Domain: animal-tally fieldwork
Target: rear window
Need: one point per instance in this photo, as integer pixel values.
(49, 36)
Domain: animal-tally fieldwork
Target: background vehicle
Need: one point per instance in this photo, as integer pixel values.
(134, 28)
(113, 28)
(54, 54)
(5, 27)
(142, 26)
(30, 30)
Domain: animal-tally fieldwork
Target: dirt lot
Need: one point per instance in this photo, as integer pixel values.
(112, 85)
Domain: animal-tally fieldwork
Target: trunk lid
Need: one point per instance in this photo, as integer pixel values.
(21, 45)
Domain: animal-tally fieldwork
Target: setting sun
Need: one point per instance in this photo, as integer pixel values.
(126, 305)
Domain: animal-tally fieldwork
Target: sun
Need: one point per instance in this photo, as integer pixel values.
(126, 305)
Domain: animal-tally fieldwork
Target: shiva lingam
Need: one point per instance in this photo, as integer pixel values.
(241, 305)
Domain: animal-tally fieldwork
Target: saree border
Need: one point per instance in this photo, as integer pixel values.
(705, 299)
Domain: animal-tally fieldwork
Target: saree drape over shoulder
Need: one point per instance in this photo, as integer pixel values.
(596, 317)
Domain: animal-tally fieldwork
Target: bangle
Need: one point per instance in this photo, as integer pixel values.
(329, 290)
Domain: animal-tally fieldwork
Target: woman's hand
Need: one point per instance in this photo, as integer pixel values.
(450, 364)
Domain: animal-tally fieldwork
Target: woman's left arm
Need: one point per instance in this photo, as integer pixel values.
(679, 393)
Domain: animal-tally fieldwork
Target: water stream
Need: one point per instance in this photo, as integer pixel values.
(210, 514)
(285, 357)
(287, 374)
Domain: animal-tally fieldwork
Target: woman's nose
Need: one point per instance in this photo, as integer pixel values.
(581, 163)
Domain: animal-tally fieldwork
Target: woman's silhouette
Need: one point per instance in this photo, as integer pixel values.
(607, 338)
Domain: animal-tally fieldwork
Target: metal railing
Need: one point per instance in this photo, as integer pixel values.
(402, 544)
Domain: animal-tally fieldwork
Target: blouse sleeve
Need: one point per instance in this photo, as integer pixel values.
____
(PROMPT): Where in the records does the string "woman" appear? Copy every line that has it.

(OUTPUT BELOW):
Target: woman's hand
Target: woman's left arm
Target: woman's nose
Target: woman's silhouette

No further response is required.